Problem description ▸ Convert every line of the records below into a numbered list, omitting any blank lines.
━━━ Exercise materials
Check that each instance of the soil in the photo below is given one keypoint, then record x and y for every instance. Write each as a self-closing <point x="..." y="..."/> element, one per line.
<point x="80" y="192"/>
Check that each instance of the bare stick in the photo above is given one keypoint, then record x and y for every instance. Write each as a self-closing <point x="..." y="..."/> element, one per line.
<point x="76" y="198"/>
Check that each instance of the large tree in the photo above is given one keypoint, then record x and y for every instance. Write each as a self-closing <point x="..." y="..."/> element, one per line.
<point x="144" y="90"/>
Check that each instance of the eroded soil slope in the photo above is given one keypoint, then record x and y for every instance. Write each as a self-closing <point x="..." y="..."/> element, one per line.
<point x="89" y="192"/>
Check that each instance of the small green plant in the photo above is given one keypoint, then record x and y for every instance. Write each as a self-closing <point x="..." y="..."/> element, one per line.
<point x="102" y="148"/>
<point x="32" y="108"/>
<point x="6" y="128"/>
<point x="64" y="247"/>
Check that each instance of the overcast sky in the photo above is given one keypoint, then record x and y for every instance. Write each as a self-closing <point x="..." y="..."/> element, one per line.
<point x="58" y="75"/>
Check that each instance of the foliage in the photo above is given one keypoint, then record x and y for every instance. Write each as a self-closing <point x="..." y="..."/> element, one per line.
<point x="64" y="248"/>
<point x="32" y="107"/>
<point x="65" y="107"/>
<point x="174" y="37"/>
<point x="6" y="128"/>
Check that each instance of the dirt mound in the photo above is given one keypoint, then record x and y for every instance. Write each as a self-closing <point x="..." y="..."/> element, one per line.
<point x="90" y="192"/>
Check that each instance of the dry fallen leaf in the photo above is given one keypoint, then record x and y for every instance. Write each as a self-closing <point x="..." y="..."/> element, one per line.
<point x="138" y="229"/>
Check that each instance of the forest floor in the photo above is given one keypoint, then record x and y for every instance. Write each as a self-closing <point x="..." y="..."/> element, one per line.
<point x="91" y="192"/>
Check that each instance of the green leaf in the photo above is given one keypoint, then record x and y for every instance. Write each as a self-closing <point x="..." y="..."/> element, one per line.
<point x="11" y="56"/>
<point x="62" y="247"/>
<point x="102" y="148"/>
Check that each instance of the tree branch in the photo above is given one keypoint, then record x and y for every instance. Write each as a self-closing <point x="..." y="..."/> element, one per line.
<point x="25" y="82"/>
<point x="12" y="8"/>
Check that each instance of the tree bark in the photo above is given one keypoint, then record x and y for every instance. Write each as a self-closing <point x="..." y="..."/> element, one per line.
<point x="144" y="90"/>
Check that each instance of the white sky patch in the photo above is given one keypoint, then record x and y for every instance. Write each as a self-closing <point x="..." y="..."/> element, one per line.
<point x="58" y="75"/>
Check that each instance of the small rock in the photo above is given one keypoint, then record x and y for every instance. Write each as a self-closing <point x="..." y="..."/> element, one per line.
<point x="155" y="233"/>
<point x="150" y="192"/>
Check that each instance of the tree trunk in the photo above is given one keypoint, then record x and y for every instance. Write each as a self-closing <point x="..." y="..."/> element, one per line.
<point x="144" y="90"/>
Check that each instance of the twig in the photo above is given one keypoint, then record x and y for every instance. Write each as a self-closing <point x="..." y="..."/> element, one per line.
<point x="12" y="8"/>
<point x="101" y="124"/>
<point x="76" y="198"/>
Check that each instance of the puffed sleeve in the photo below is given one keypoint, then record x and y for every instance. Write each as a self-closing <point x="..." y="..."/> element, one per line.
━━━━━━
Problem solution ▸
1. Check that each instance of the soil in the photo below is given one keypoint, then record x and y for every instance. Write each as a self-closing <point x="..." y="..."/> element, one per line.
2. <point x="80" y="192"/>
3. Check that each instance of the bare stick in the photo above is given one keypoint, then record x and y for every instance. Write each as a self-closing <point x="..." y="..."/> element, one per line.
4. <point x="76" y="198"/>
5. Check that each instance of the large tree in the photo above is given one keypoint, then record x and y for every instance. Write each as a self-closing <point x="..." y="..."/> element, one per line.
6. <point x="144" y="90"/>
7. Check that each instance of the eroded soil slope in the photo above is given one keypoint, then record x and y for every instance. Write each as a self-closing <point x="..." y="..."/> element, one per line.
8. <point x="89" y="192"/>
9. Check that each instance of the small green plant in the photo above is given one keypoint, then record x and y for every instance. Write each as a self-closing <point x="..." y="..."/> element, one per line.
10. <point x="102" y="148"/>
11. <point x="32" y="108"/>
12. <point x="6" y="128"/>
13. <point x="64" y="247"/>
14. Check that each instance of the overcast sky in the photo above is given one keypoint, then record x and y for every instance. Write each as a self-closing <point x="..." y="..."/> element, one per line.
15. <point x="58" y="75"/>
16. Check that each instance of the foliage in the photo above is given one keypoint, then record x and y for every instance. Write each as a self-closing <point x="..." y="..."/> element, one per line.
17. <point x="64" y="248"/>
18. <point x="32" y="107"/>
19. <point x="65" y="107"/>
20. <point x="174" y="37"/>
21. <point x="6" y="128"/>
22. Check that each instance of the dirt mound in the photo above is given one keypoint, then record x and y for every instance. Write each as a self-closing <point x="..." y="..."/> element, one per line.
23. <point x="90" y="192"/>
24. Check that each instance of the dry fallen leaf in the photo above is given one keypoint, then record x and y for every instance. Write each as a self-closing <point x="..." y="..."/> element, one per line.
25. <point x="138" y="229"/>
26. Check that each instance of the forest floor in the photo above is given one keypoint, then record x and y for every instance. Write each as a self-closing <point x="..." y="..."/> element, one per line.
27. <point x="91" y="192"/>
28. Check that each instance of the green leaf in the photo above is given one keypoint, then record x and y for every instance. Write each as a self-closing <point x="..." y="..."/> element, one per line.
29. <point x="11" y="56"/>
30. <point x="62" y="247"/>
31. <point x="102" y="148"/>
32. Check that each instance of the tree branch in the photo above is given one keypoint, then record x and y for every instance. Write each as a self-closing <point x="..." y="..."/> element, one per line.
33. <point x="25" y="82"/>
34. <point x="12" y="8"/>
35. Check that each instance of the tree bark in the photo above is given one keypoint, then record x and y for every instance. Write each as a self-closing <point x="..." y="..."/> element, one per line.
36. <point x="144" y="90"/>
37. Check that each instance of the white sky patch in the photo above is given one keypoint, then record x and y for every instance. Write each as a self-closing <point x="..." y="..."/> element, one per line.
38. <point x="58" y="75"/>
39. Check that each instance of the small rock in the photo above is given one keypoint, then record x and y for every instance. Write each as a self-closing <point x="..." y="..."/> element, one per line.
40. <point x="155" y="233"/>
41. <point x="150" y="192"/>
42. Check that each instance of the tree trunk in the photo above is given one keypoint, then record x and y for every instance. Write each as a self-closing <point x="..." y="..."/> element, one per line.
43. <point x="144" y="90"/>
44. Check that each instance of the twig in the photo above is given one keypoint, then record x and y for every instance. Write each as a self-closing <point x="..." y="..."/> element, one per line.
45. <point x="12" y="8"/>
46. <point x="101" y="124"/>
47. <point x="76" y="198"/>
48. Check that each instance of the puffed sleeve in the photo below is given one keypoint, then record x and y for every instance. Write each as a self-closing <point x="..." y="..."/> element, one per line.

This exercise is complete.